Please swap "drop a single marker" for "place one point" everywhere in the records below, reproduce them with nothing else changed, and omit the pictures.

Dataset records about object locations
══════════════════════════════
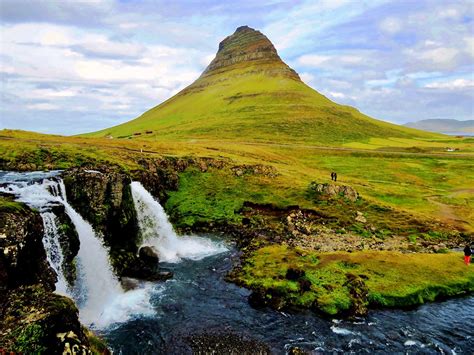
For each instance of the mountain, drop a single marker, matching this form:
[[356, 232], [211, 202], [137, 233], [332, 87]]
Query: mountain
[[247, 93], [446, 126]]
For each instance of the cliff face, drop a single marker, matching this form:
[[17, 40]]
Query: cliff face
[[102, 196], [34, 319], [22, 256], [248, 46]]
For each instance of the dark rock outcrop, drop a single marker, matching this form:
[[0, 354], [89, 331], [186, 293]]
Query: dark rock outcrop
[[22, 255], [69, 241], [252, 47], [145, 267], [34, 319], [102, 195], [332, 191]]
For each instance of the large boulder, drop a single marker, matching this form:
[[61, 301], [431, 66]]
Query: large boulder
[[22, 255], [333, 191], [34, 319], [102, 195]]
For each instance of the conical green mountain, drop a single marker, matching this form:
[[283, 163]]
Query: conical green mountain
[[247, 93]]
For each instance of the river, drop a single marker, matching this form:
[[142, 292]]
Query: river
[[162, 317]]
══════════════════════════════
Correct response
For each instance of the mountain, place one point, matching this form:
[[356, 232], [211, 202], [137, 233], [332, 87]]
Query: mountain
[[247, 93], [446, 126]]
For each instance of the cliff face, place one point, matching this form:
[[17, 40]]
Query: cliff face
[[102, 196], [34, 319], [22, 256], [248, 46]]
For each instance of the dark rock outcrop, place one point, matching this form:
[[0, 354], [89, 331], [186, 293]]
Query: dark rock outcrop
[[22, 255], [69, 241], [252, 47], [145, 267], [34, 319], [102, 195], [332, 191]]
For each instance of the large boulder, place one point, matching this form:
[[61, 301], [431, 66]]
Query: large boulder
[[22, 255], [333, 191], [34, 319], [102, 195]]
For each instance of the conical green mountain, place one point, matching this form:
[[283, 163]]
Query: conical green mountain
[[247, 93]]
For each instance of the river, place one point, matching this form:
[[142, 292]]
Query: river
[[162, 317]]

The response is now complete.